§ AIM OF THE TASK
Which lines of the listing below contain the word "field"? Return every one of them in full.

§ MATERIAL PROVIDED
::::::
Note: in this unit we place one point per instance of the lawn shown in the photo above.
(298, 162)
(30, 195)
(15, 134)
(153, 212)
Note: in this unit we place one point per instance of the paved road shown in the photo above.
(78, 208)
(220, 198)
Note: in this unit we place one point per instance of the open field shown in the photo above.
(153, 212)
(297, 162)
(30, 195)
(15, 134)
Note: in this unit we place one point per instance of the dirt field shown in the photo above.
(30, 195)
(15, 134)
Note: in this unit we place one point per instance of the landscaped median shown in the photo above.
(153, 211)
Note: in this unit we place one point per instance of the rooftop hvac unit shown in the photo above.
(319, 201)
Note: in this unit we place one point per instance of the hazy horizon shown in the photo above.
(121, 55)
::::::
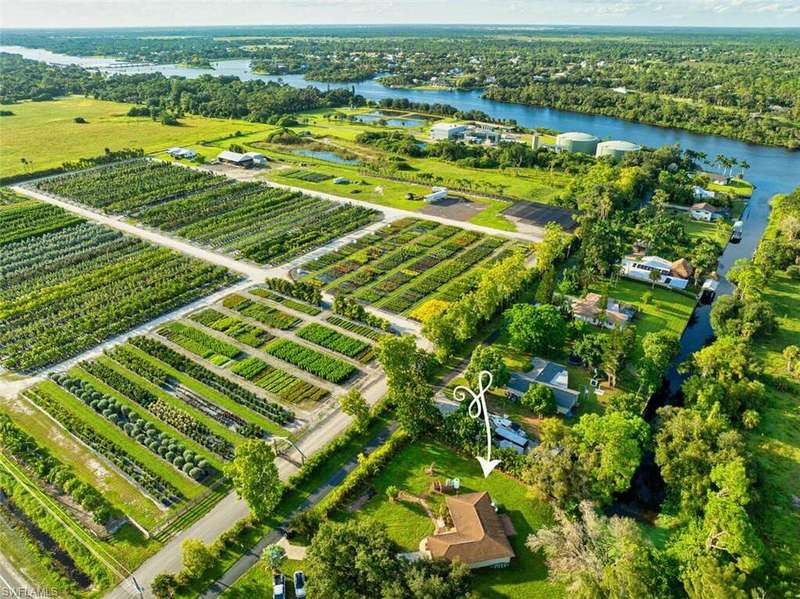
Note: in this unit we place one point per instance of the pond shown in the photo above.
::::::
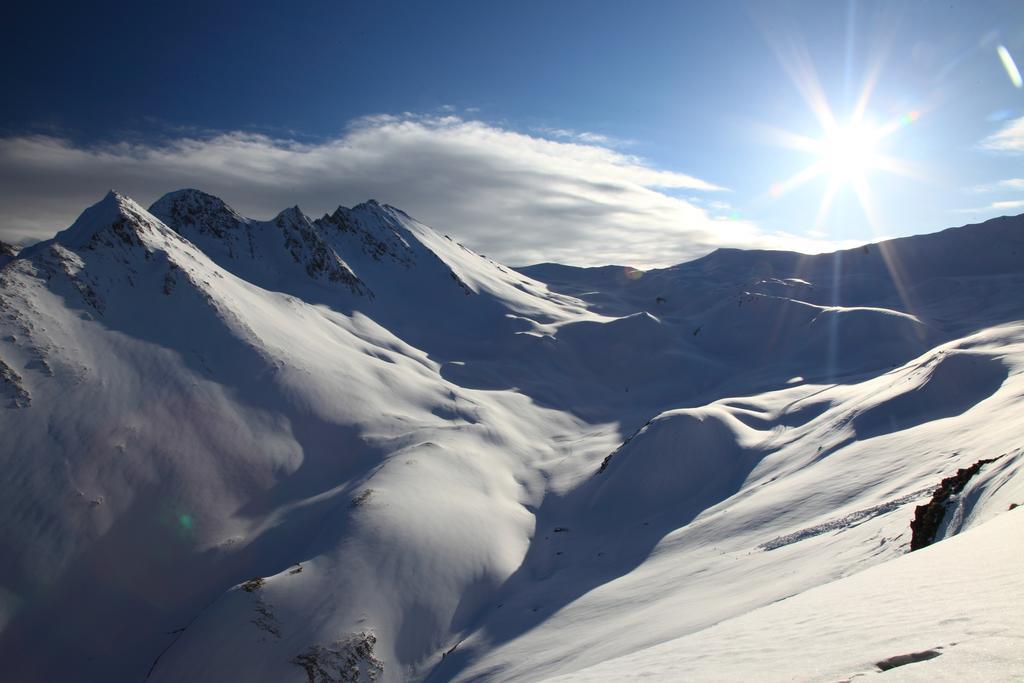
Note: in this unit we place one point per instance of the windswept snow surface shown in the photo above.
::::::
§ ANSWER TO THIS TASK
Note: in this unit we place one point per instance of the open field shown in the photo above.
Note: in this unit we place one point per instance of the dirt field shown in the photo above.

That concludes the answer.